Task brief =>
Count the lines in the records below that contain the string "background", treating uppercase and lowercase as different. Give only the number.

Extracted entries =>
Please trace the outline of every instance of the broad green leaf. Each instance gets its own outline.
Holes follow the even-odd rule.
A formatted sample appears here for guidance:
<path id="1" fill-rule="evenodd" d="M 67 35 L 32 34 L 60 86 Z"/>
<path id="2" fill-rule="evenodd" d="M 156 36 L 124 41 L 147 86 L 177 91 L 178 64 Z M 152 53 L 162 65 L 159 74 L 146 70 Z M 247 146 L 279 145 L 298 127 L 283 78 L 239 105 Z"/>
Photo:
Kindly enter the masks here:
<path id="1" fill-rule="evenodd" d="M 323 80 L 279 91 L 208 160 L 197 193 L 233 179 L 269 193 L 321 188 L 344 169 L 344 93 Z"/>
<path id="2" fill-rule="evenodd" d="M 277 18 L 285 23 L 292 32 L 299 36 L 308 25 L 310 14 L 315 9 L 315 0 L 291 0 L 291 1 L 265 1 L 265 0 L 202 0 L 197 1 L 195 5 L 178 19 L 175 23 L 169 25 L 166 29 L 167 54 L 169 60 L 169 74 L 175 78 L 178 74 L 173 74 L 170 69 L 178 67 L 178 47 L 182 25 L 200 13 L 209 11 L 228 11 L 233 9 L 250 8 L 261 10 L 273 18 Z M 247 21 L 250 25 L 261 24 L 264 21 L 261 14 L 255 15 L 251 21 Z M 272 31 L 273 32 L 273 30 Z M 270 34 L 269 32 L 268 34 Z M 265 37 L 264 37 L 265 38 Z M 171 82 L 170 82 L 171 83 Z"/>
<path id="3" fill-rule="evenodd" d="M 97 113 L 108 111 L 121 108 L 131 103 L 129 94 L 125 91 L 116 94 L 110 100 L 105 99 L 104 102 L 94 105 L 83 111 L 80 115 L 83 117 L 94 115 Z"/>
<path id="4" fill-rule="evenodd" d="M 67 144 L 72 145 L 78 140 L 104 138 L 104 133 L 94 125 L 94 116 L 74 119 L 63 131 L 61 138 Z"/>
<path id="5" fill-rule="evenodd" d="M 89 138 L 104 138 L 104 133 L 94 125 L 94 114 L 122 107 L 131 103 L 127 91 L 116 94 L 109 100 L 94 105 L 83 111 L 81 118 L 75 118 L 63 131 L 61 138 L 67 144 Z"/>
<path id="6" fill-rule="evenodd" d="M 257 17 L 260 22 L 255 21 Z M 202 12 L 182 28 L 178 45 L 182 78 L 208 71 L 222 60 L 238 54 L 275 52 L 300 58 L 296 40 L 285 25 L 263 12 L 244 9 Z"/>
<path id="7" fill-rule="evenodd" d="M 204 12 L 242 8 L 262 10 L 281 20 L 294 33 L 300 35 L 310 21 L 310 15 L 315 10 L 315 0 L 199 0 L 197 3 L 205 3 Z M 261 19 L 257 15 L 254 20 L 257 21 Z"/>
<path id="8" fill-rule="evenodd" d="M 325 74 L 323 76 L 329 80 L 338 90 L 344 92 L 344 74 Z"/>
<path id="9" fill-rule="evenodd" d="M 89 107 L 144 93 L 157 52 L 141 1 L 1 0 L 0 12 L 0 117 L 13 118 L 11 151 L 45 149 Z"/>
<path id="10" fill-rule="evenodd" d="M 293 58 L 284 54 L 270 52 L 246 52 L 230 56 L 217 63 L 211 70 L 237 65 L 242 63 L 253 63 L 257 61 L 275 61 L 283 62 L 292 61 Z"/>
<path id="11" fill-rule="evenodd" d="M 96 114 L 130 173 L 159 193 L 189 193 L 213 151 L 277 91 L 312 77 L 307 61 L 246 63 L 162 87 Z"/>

==

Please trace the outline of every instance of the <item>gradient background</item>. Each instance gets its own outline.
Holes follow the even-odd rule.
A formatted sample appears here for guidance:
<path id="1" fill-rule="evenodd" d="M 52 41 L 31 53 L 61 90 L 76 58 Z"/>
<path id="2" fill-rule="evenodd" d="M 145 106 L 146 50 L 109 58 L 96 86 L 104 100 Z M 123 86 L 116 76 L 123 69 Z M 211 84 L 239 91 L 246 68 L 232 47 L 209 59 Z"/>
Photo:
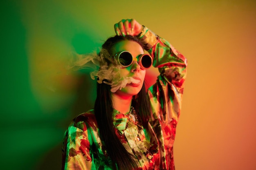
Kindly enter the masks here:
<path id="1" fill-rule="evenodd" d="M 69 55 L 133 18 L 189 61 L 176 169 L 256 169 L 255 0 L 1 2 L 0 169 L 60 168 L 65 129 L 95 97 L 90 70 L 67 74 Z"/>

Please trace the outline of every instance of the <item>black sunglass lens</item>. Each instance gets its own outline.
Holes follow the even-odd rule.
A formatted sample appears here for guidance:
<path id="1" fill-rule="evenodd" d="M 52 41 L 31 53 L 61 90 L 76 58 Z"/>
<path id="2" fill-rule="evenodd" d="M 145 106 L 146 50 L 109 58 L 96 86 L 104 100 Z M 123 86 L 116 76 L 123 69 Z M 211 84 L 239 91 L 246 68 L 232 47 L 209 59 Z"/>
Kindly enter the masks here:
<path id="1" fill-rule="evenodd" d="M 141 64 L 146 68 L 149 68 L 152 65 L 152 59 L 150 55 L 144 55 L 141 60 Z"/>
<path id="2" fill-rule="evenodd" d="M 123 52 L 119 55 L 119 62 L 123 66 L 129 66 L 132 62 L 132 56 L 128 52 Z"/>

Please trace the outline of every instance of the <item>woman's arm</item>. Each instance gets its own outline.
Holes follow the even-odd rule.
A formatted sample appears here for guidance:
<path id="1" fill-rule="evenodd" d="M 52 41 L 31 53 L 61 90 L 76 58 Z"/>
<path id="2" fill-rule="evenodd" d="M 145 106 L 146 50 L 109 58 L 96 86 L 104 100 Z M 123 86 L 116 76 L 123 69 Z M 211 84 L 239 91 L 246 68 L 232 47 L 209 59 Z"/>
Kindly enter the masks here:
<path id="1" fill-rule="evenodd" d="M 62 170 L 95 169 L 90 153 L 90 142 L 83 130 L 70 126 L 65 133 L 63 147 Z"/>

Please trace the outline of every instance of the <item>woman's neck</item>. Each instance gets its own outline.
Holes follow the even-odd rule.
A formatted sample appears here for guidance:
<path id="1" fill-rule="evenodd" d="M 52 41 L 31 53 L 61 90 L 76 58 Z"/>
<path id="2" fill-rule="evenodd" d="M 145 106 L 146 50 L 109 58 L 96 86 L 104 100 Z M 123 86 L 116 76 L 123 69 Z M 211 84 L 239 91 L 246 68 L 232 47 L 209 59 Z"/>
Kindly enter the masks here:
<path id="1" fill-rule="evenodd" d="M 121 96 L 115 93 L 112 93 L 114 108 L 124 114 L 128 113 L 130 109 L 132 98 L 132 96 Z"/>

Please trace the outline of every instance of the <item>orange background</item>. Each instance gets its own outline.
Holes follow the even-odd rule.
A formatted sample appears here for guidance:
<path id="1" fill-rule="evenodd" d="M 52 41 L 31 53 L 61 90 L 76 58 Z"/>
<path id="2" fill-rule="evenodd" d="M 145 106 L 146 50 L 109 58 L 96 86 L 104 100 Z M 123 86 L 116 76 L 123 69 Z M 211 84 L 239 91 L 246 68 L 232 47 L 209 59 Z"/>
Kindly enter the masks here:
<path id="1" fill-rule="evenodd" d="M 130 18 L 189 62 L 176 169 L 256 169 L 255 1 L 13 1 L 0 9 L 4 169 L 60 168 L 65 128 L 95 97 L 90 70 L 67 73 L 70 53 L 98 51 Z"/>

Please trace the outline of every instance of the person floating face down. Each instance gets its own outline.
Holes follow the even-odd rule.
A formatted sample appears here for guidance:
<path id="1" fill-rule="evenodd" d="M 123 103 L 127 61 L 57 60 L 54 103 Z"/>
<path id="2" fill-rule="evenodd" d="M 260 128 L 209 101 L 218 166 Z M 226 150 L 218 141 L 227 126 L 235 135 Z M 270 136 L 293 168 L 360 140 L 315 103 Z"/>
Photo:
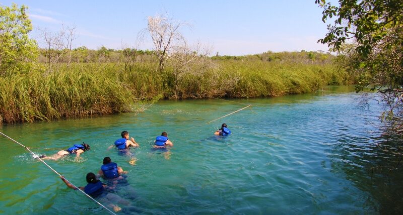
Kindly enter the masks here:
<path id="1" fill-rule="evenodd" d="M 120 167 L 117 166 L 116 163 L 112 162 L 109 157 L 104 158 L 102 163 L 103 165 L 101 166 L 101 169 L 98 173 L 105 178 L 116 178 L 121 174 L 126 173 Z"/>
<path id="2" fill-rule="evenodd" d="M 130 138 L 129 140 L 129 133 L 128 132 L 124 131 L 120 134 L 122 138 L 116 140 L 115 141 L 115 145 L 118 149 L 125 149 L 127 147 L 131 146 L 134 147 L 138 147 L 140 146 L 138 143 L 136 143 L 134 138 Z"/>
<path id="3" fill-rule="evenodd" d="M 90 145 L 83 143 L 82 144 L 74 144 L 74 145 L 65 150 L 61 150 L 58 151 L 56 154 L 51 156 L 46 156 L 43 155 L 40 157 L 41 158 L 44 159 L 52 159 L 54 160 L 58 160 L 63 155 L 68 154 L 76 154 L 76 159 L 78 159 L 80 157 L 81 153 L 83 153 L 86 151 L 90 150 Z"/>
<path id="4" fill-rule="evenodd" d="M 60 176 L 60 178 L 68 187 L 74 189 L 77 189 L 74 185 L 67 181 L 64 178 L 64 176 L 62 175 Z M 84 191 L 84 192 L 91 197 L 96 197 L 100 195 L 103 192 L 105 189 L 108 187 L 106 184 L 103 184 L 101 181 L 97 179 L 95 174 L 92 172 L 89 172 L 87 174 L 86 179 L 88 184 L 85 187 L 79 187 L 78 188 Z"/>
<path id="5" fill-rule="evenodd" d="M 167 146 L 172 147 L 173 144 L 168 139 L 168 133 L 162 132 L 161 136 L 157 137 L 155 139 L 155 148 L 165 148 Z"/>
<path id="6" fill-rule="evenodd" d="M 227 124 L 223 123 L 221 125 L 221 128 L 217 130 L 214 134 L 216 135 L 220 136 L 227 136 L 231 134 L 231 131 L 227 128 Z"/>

Solution to this task =>
2